Rewrite the part of the blog text starting with "I had a plastic" and going on through "bent to fit.", changing "plastic box" to "cardboard box".

-- Extract --
------------------------------------------------------------
When I learned to touch type, I did a course. It was tedious but the group helped me get through it. There's lots of on-air practice, but I'm no where near that stage yet.

This post was brought to you by the letters K, M and R. -.-, --, ._. (which is all I have so far).

Sunday, April 29, 2007

Organizing electronic components

I had a plastic box full of resistors collected over the years. When building some project, one of the hardest things for me is finding the right components in that jumbled mass. In the past I've tried tackle boxes with lots of drawers, but there's never enough for all the different resistors and they often need their leads bent to fit.

Found a great thread on slashdot on this topic where someone suggests this method.

I bought a bunch of 15cm x 9cm snaplock bags and a box that fits them nicely. Spent some time sorting out the collection (only resistors done so far, capacitors are next).

The plastic bags have a nice place to write the values on them and all. This system is very compact and if you get a value to file that fits between two others it can be simply inserted without the need to move all the drawers.

The point has been made that this probably isn't a good idea for static-sensitive components, but I just thought I'd put them in the bag inside their anti-static bag or foam pad.

No doubt this whole exercise is really just elaborate procrastination.

Saturday, April 28, 2007

New longwire hoisted by squid pole

The yard is filling with antennas. I think they look great. There is a very tall tree at the back of the block that I've been trying to run a long wire up to. Today I spent AU$39 on a 6m squid pole at a fishing shop.

Squid poles are great devices, it telescopes out from about 1.5m to 6m. Standing on top of a 2m ladder, holding the end of the 6m squid pole, I managed to feed two sinkers attached to a string over a branch. Yay! Not easy.

A 20m line goes to the bedroom on the second floor into an Emtron antenna match. There is a counterpoise of about 3m running down to the ground.

I'm able to tune this up nicely on 80m, 40m and 20m. I came up on 40m just now and had three quick contacts: Blue Mountains, Victoria and a guy down the road! Apparently you can get 18m squid poles, but they are significantly more expensive.

Ha, just noticed that if you google for squid pole, the first link relates to antennas, it seems they are also used sometimes for fishing.

Thursday, April 26, 2007

Home work space

This is a response to Alastair's excellent workspace post. My little home office is a mess. I have three main hobbies: photography, computers and ham radio. They all compete for space at home.

Regrettably I don't have a nice window to look out of at a calming garden so I've added a second screen to give me a wider panorama.

From left to right: A monitor supported by books I try to keep in my unconscious. Above, on the wall, a print from the master (well from his 8x10 negative). An Intel iMac. Altoids I'm munching to make way for electronics projects. iPod loading up with too many podcasts to get through. (I've recently ditched Scoble and Calacanis as they make too much).
------------------------------------------------------------
-- Data under study --
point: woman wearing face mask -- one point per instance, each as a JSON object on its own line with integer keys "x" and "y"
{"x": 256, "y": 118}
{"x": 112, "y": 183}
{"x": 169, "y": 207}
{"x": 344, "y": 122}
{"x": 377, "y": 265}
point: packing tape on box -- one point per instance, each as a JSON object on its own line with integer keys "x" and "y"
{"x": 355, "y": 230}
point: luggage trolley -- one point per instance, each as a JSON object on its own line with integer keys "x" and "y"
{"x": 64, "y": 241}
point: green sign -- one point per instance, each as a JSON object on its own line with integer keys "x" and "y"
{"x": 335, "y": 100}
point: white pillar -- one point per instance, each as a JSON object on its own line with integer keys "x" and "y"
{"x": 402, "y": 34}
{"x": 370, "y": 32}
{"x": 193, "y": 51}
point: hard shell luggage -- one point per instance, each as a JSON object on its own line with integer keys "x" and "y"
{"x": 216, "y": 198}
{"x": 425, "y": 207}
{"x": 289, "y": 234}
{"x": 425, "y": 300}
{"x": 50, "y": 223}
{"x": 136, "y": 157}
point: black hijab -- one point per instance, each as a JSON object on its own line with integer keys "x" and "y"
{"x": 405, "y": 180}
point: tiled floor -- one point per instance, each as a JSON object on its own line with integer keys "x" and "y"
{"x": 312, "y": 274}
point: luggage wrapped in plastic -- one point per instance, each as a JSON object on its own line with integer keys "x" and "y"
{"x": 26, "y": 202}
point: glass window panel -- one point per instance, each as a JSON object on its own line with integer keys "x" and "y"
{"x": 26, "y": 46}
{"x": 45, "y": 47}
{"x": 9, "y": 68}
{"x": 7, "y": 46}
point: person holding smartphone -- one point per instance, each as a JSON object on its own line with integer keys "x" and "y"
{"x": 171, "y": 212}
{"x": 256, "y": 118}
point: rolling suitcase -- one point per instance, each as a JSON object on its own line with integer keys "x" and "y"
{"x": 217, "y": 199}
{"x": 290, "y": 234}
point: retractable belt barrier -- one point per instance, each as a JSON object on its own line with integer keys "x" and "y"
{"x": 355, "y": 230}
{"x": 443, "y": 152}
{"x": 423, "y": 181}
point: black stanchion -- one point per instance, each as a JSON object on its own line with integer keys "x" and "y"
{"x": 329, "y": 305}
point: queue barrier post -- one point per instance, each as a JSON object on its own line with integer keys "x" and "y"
------------------------------------------------------------
-- Exercise solution --
I had a cardboard box full of resistors collected over the years. When building some project, one of the hardest things for me is finding the right components in that jumbled mass. In the past I've tried tackle boxes with lots of drawers, but there's never enough for all the different resistors and they often need their leads bent to fit.